• [WHAT YOU ARE ASKED TO DO]:
Treat the line containing "Where can the car seat" as the first line and the final line of the material below as the last; reproduce that range exactly.

(Image point annotation entries)
╭──
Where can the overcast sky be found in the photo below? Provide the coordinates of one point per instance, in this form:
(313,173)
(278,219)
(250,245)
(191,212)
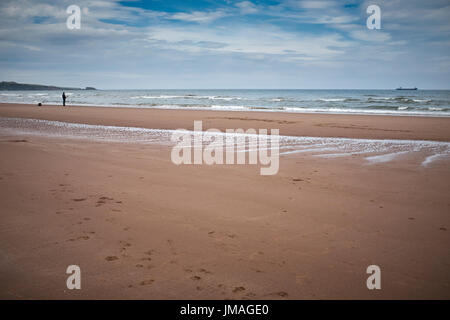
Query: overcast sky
(226,44)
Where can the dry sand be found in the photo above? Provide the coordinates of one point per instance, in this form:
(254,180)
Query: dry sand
(141,227)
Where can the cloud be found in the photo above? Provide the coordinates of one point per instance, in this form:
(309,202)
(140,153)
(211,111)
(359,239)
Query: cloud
(292,44)
(198,16)
(247,7)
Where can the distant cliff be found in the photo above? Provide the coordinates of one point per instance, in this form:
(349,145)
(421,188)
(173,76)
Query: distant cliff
(11,85)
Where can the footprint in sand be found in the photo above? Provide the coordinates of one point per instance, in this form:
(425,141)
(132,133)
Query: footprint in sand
(146,282)
(111,258)
(279,294)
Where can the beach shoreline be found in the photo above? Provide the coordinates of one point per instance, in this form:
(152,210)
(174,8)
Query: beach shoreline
(141,227)
(289,124)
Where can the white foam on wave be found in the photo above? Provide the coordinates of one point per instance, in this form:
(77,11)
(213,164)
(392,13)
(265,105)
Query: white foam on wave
(380,151)
(428,160)
(385,157)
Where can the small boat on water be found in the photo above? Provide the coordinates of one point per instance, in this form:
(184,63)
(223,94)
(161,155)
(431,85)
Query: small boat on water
(400,88)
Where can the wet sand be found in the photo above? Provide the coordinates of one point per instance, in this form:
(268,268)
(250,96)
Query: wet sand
(141,227)
(292,124)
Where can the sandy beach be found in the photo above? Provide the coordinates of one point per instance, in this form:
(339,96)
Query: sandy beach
(141,227)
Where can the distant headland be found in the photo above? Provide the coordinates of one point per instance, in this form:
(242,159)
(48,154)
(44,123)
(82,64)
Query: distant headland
(11,85)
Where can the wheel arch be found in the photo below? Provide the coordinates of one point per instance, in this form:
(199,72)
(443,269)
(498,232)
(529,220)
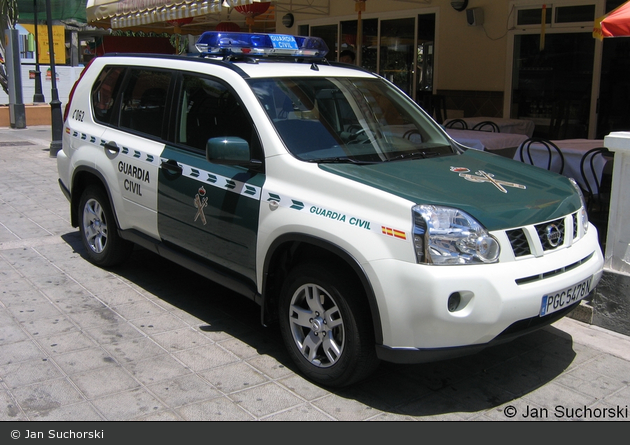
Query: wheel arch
(289,250)
(84,177)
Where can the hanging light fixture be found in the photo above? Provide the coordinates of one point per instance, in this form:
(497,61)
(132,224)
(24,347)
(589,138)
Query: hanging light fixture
(252,10)
(228,27)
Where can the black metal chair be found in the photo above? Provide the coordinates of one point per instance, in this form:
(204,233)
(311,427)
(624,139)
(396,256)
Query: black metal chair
(457,123)
(488,126)
(598,186)
(549,151)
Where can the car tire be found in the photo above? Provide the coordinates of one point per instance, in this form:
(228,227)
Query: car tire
(330,338)
(99,231)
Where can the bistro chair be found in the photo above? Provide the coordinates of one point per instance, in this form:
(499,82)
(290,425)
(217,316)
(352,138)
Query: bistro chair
(598,187)
(547,152)
(488,126)
(457,123)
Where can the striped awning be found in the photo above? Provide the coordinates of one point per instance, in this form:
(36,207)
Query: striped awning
(130,13)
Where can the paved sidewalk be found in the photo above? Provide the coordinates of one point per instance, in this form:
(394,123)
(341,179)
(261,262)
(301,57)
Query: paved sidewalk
(152,341)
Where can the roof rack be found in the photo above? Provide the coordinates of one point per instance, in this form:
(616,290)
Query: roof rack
(234,45)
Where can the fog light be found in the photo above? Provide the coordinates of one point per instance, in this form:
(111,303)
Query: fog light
(453,301)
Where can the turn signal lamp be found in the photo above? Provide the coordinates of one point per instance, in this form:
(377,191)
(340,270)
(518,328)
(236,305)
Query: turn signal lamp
(219,43)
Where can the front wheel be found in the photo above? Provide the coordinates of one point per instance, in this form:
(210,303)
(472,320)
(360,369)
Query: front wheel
(326,326)
(99,232)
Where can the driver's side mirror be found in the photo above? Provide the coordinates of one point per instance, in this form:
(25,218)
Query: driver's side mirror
(230,150)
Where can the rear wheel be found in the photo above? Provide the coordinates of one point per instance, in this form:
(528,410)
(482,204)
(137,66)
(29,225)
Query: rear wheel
(326,326)
(98,229)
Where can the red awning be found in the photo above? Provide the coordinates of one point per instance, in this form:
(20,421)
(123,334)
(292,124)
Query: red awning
(614,24)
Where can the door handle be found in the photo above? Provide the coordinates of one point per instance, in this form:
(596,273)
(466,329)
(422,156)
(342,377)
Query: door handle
(111,146)
(171,167)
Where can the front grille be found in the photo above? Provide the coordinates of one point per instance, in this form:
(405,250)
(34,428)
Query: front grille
(547,241)
(519,242)
(551,273)
(542,237)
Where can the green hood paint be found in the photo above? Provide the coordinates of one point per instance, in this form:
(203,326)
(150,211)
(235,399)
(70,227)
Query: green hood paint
(430,181)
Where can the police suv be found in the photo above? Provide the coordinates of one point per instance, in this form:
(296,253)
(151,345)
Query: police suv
(326,195)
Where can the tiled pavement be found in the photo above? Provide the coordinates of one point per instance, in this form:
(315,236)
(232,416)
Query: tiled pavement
(152,341)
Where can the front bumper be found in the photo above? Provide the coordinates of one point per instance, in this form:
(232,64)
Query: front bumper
(499,301)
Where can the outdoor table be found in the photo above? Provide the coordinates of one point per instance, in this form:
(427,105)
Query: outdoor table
(485,140)
(518,126)
(572,151)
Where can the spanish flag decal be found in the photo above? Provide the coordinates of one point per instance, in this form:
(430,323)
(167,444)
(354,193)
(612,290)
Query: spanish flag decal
(393,232)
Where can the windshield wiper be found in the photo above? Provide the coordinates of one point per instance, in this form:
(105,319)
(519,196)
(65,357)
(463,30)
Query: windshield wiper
(415,155)
(340,160)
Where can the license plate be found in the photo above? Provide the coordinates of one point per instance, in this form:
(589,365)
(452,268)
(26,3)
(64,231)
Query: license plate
(556,301)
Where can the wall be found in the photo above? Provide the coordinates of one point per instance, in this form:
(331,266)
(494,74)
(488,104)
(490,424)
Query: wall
(66,76)
(469,58)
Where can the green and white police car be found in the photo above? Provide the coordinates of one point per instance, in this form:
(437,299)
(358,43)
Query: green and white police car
(326,195)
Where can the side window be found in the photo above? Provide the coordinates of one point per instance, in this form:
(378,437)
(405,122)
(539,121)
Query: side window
(144,101)
(209,109)
(104,93)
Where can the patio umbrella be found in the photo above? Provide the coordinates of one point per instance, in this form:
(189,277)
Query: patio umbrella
(614,24)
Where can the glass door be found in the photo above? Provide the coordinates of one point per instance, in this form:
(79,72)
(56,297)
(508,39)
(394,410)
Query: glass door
(398,52)
(551,83)
(613,106)
(368,47)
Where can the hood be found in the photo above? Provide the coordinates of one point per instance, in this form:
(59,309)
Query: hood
(499,192)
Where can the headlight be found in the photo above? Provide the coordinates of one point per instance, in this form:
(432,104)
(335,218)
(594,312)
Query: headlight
(445,236)
(583,212)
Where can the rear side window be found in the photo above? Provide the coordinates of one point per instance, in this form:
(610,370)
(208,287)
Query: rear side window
(143,104)
(104,93)
(209,109)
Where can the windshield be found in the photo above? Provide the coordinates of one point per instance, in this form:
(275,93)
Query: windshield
(348,120)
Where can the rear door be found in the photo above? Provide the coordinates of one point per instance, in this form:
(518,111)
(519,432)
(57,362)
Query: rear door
(133,104)
(207,209)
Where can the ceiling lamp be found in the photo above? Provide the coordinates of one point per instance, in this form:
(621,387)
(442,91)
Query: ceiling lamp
(178,23)
(228,27)
(459,5)
(252,10)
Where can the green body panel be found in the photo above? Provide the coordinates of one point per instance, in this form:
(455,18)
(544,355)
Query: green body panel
(546,195)
(231,212)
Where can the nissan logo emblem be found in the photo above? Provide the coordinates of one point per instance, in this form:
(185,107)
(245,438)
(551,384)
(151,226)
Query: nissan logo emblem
(553,234)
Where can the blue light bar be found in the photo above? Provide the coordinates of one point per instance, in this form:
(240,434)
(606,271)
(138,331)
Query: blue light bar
(262,45)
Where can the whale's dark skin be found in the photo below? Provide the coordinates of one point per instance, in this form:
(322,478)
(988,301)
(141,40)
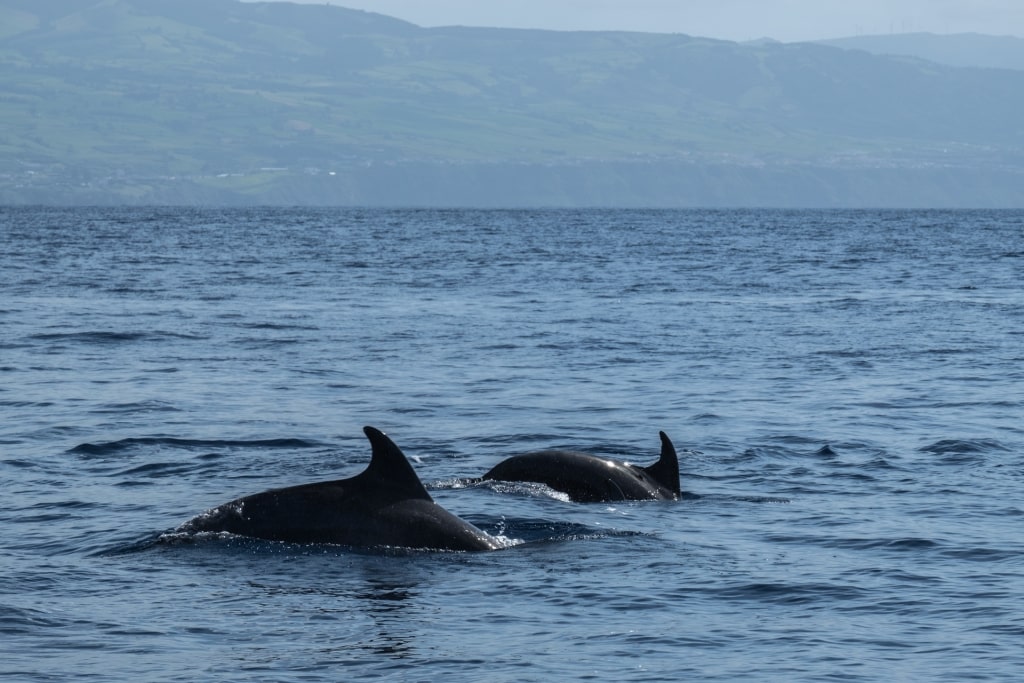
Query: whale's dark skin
(384,506)
(587,478)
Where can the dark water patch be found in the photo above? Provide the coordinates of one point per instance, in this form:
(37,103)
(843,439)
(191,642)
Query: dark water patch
(113,447)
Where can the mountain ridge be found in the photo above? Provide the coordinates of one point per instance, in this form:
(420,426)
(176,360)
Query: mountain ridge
(222,101)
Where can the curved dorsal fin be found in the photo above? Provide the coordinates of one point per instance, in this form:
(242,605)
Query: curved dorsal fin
(666,470)
(389,467)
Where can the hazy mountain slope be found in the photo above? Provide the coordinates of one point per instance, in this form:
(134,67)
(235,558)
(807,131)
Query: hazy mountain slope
(211,99)
(966,49)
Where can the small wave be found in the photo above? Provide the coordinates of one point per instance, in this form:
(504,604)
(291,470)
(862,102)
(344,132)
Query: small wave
(111,447)
(108,337)
(964,446)
(19,621)
(794,593)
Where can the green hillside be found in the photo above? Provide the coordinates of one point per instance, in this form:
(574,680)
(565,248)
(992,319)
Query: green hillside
(217,100)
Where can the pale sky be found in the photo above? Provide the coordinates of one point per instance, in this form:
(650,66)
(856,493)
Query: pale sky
(729,19)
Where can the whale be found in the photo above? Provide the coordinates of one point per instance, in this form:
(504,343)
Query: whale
(385,506)
(588,478)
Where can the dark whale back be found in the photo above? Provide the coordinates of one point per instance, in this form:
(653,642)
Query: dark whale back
(588,478)
(384,505)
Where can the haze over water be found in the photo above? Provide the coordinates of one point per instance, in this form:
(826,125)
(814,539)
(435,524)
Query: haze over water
(844,389)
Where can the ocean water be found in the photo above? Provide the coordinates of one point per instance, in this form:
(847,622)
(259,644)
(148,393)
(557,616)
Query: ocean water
(845,389)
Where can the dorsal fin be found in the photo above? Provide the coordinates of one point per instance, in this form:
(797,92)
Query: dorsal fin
(389,466)
(666,470)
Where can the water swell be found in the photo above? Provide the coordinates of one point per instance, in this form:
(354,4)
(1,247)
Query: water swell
(112,447)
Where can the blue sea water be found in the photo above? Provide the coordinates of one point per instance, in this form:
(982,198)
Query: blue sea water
(845,389)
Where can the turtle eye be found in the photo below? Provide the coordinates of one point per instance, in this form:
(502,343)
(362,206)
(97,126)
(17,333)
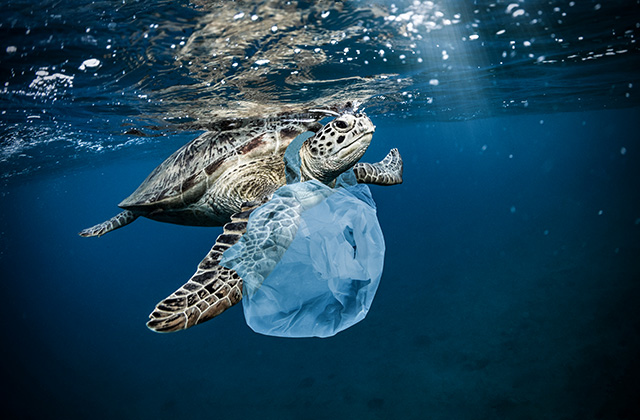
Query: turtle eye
(341,124)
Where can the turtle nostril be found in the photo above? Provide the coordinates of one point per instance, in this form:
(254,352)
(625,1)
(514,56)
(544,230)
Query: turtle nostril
(341,124)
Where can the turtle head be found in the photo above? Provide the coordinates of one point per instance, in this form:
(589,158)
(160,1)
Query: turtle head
(335,148)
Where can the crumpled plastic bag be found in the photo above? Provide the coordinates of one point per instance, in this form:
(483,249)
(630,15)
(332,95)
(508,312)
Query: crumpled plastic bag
(311,260)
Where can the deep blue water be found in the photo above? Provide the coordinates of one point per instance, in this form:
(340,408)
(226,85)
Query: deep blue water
(511,281)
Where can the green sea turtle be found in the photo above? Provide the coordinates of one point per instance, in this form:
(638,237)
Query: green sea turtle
(220,177)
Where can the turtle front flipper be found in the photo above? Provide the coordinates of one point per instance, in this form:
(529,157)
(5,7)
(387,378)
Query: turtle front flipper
(211,290)
(386,172)
(117,221)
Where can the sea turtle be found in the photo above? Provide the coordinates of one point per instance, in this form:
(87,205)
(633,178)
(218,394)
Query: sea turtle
(221,176)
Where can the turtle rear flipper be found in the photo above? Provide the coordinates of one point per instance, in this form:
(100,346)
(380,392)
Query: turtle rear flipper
(117,221)
(386,172)
(211,290)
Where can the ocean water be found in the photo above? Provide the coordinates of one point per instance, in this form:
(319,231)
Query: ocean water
(512,277)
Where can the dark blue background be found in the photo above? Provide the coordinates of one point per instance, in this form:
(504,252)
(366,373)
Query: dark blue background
(505,293)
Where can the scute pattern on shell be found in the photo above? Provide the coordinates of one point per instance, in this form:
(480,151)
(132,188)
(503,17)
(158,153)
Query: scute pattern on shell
(182,178)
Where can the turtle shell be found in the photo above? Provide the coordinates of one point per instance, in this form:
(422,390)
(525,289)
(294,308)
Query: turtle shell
(185,175)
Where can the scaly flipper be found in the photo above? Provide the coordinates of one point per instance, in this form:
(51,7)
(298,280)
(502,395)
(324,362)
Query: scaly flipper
(211,290)
(386,172)
(117,221)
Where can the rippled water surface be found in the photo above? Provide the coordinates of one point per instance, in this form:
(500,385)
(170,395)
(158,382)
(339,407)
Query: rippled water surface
(510,283)
(92,77)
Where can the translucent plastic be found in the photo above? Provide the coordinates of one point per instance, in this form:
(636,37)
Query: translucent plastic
(311,260)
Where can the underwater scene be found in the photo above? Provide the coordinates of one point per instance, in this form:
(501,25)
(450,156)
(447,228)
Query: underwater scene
(500,279)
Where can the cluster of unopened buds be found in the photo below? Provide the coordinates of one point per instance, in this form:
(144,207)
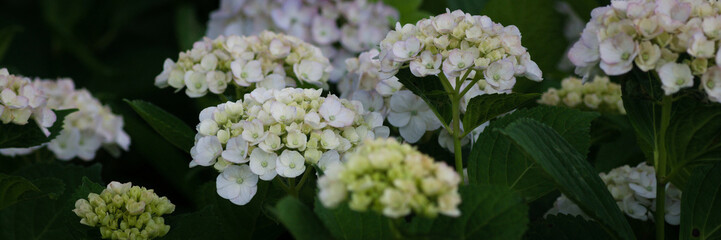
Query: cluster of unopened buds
(675,39)
(341,28)
(84,131)
(123,211)
(597,95)
(391,178)
(269,60)
(634,189)
(277,132)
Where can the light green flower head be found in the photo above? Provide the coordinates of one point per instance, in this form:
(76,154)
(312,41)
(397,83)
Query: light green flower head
(123,211)
(393,179)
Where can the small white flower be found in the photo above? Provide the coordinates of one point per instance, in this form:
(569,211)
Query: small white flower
(237,184)
(290,164)
(263,164)
(675,76)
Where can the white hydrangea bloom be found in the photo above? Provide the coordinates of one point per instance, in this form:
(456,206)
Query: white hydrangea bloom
(268,59)
(279,131)
(653,34)
(363,24)
(634,189)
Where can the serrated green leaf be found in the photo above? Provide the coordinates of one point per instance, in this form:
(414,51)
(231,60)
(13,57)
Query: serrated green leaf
(701,204)
(572,174)
(170,127)
(347,224)
(12,188)
(495,159)
(485,107)
(300,220)
(566,227)
(487,212)
(30,134)
(430,89)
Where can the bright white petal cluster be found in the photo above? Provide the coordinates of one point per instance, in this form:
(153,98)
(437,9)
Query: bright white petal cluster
(21,101)
(676,39)
(598,95)
(393,179)
(634,189)
(269,60)
(454,43)
(341,28)
(278,132)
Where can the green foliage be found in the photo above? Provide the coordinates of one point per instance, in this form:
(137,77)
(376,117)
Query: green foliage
(566,227)
(170,127)
(30,134)
(495,159)
(489,106)
(300,220)
(701,204)
(572,174)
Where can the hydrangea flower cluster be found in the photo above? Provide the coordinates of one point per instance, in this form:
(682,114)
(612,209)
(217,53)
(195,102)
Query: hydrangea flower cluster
(277,132)
(676,39)
(393,179)
(454,43)
(269,60)
(123,211)
(598,95)
(341,28)
(20,101)
(634,189)
(92,126)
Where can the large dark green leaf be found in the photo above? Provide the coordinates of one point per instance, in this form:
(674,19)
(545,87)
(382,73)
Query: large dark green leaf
(300,220)
(494,158)
(572,174)
(568,227)
(347,224)
(485,107)
(170,127)
(701,204)
(487,212)
(430,89)
(49,218)
(30,134)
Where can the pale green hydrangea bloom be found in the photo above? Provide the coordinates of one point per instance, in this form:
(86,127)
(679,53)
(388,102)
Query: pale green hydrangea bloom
(123,211)
(391,178)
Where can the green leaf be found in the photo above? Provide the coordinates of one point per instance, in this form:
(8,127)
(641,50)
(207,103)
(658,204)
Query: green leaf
(487,212)
(49,218)
(430,89)
(170,127)
(573,175)
(187,28)
(30,134)
(300,221)
(495,159)
(701,204)
(6,37)
(485,107)
(566,227)
(12,188)
(347,224)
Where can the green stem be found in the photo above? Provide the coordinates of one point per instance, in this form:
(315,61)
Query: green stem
(660,156)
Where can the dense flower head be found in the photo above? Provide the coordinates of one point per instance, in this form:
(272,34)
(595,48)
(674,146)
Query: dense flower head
(676,39)
(123,211)
(278,132)
(634,189)
(341,28)
(21,101)
(269,60)
(598,95)
(454,43)
(393,179)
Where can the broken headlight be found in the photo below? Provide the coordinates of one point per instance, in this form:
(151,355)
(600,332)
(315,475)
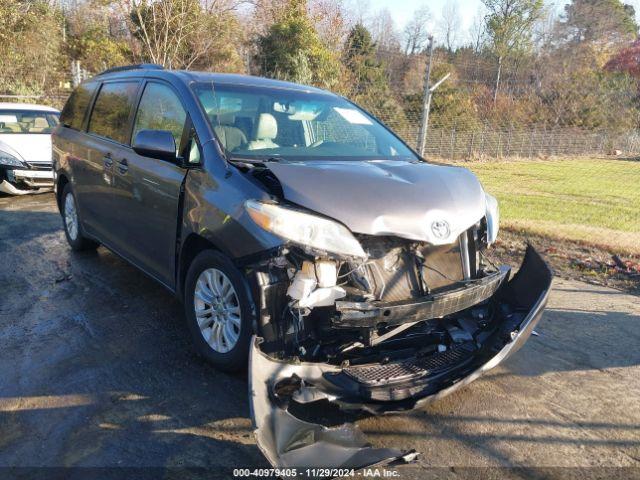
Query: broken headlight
(10,160)
(493,218)
(305,229)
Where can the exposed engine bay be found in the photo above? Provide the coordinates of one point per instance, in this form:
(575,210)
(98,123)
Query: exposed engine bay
(336,311)
(397,322)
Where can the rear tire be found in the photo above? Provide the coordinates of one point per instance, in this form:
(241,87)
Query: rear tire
(72,225)
(219,311)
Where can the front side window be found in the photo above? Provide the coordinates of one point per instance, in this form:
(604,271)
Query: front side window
(27,121)
(261,122)
(161,109)
(74,110)
(110,116)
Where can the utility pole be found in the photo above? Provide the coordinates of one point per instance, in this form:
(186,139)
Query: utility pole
(426,102)
(495,91)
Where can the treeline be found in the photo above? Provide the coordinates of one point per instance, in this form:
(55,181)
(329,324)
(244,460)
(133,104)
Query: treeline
(519,64)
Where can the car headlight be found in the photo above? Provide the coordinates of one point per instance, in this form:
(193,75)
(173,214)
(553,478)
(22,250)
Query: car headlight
(10,160)
(305,229)
(493,218)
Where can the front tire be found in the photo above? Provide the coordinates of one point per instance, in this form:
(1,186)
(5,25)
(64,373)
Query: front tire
(71,220)
(218,311)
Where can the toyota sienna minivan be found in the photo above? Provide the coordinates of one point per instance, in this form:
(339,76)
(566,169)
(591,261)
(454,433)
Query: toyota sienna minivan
(302,236)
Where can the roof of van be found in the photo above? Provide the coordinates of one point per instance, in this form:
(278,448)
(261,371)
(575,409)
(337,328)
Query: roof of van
(188,76)
(27,106)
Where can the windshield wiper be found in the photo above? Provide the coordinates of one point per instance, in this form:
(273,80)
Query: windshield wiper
(253,161)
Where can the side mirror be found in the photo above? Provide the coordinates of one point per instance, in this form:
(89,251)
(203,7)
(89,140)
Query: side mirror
(158,144)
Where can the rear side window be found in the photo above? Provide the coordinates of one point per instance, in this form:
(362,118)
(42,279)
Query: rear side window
(74,110)
(110,115)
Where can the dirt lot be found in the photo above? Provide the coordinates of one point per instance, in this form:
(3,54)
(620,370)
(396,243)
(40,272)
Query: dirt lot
(96,370)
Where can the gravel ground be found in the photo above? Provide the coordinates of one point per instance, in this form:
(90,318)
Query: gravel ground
(96,370)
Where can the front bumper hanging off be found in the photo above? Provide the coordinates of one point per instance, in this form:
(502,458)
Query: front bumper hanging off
(276,385)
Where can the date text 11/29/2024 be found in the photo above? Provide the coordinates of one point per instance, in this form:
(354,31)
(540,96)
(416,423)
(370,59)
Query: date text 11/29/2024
(370,472)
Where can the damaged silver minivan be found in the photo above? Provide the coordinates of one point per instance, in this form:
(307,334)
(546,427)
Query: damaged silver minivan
(300,233)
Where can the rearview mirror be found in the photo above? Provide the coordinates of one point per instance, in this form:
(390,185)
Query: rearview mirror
(158,144)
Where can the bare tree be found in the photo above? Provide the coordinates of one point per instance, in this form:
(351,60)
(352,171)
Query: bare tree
(416,32)
(478,31)
(449,25)
(383,30)
(177,33)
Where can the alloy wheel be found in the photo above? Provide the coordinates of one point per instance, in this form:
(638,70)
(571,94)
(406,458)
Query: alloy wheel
(217,310)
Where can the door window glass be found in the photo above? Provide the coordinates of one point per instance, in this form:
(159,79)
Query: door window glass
(73,113)
(161,109)
(110,116)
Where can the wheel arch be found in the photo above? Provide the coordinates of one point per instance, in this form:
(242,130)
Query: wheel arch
(189,250)
(61,182)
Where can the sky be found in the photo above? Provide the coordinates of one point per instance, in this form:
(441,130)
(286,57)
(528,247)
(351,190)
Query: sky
(401,10)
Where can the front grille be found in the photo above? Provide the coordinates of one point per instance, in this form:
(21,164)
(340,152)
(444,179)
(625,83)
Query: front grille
(399,270)
(374,375)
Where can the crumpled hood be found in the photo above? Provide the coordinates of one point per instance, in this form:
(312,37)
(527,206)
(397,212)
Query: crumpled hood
(417,201)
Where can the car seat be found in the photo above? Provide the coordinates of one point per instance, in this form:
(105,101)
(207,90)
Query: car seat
(266,132)
(229,135)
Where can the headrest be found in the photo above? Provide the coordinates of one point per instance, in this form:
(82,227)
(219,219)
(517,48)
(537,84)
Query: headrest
(267,127)
(227,119)
(41,122)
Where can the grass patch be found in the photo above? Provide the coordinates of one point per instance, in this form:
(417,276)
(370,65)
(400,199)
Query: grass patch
(594,201)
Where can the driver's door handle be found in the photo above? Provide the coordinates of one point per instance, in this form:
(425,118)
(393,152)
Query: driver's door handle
(123,166)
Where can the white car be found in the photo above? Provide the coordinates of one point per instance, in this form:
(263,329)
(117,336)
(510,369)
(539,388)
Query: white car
(25,147)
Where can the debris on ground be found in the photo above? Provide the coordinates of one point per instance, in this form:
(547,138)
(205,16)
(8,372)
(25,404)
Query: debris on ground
(572,260)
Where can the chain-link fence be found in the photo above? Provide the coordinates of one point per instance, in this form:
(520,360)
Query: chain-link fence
(560,180)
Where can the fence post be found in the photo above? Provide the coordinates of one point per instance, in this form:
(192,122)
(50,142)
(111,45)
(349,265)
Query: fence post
(426,102)
(453,139)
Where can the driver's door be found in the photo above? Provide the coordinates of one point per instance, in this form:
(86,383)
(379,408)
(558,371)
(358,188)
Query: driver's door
(149,189)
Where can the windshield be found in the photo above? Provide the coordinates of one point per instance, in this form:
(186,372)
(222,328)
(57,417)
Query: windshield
(261,123)
(27,121)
╰──
• [THE OUTPUT]:
Where can the car seat be found in the photo above? Provide the coordinates of one point per instance, in this form:
(105,101)
(207,90)
Query: car seat
(266,132)
(229,135)
Where can the headrest be found in the photo above? Provide the coordinates of one point per instance, in this form:
(82,227)
(219,219)
(517,48)
(537,84)
Query: headrest
(267,127)
(227,119)
(41,122)
Where can the grass patch be found in the photo above? Provide the coordinates of one point per instance, in this form:
(417,276)
(370,65)
(400,199)
Query: grass patch
(594,201)
Where can the driver's door handle be found in the photo above? Provide the coordinates of one point per instance, in this form:
(425,118)
(393,152)
Query: driver's door handle
(123,166)
Where can the white car be found in the photo above? Provide the coordinates of one point per instance, in this form:
(263,329)
(117,336)
(510,369)
(539,388)
Query: white car
(25,147)
Where can the debris on ground be found in the photo above? Provide the coordinates of one point per instance, in this form:
(547,138)
(205,16)
(8,372)
(25,404)
Query: debris on ground
(572,260)
Where can the chain-link fence be found in the photo above? Provide the coordinates of one point per instance, in this form:
(520,360)
Query: chain-link fence
(560,180)
Where can the fence post be found in the photo above? Provide the coordinates of one point per instance, in this form:
(192,122)
(50,142)
(111,45)
(349,265)
Query: fence post
(426,102)
(453,139)
Where can the driver's door be found in the photo above? Provide the coordinates of one point per instance, in this form:
(86,383)
(379,408)
(558,371)
(358,188)
Query: driver's door
(149,189)
Where can the windshield be found in the photo above? Provide the coordinates of one point per instance, in this form:
(186,372)
(222,328)
(57,417)
Query: windshield
(261,123)
(27,121)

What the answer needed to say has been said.